» **What to produce**
Please return every line in the following data that includes the string "query".

Source data:
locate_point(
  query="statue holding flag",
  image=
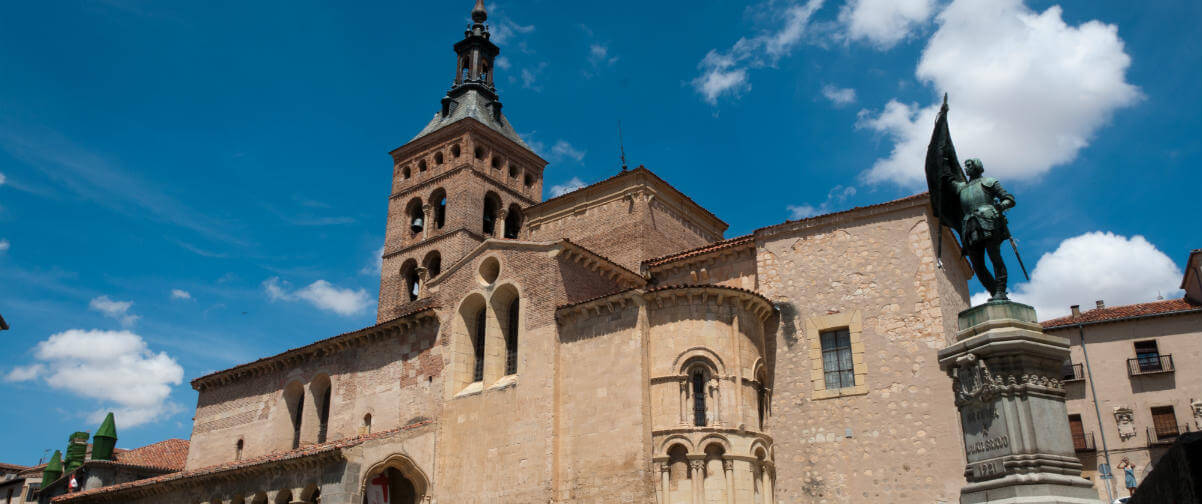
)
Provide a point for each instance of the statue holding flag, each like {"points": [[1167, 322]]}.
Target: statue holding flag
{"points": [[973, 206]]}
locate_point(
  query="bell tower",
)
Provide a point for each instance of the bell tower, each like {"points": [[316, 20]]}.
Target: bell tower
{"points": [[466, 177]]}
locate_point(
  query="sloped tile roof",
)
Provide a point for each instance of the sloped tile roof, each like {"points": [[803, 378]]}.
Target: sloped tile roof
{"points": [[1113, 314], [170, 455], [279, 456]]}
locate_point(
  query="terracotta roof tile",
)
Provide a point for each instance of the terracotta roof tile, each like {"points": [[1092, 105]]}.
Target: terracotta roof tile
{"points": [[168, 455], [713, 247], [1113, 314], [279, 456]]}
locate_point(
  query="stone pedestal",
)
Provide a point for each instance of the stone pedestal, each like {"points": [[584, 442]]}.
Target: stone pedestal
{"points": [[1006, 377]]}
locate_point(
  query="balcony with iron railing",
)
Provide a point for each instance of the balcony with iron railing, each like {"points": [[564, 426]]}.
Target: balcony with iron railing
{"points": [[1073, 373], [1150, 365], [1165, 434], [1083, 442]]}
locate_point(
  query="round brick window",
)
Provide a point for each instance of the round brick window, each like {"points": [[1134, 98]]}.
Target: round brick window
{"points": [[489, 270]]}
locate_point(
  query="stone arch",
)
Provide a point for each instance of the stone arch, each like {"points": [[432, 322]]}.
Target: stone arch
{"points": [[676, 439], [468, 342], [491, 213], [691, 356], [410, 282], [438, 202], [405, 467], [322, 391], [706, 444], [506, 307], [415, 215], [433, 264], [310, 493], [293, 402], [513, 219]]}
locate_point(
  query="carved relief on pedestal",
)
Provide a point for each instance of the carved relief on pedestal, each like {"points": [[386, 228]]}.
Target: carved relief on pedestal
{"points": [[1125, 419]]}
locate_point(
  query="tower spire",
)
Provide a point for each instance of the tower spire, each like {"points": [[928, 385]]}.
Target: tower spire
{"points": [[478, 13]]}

» **Your response**
  query="statue holding flag",
  query="bell tower",
  query="sloped tile roof",
  query="terracotta roof tile",
  query="stone pedestal",
  query="balcony with iron railing",
  query="round brick window",
  query="stone arch",
  query="carved relief on pedestal",
  query="tower spire",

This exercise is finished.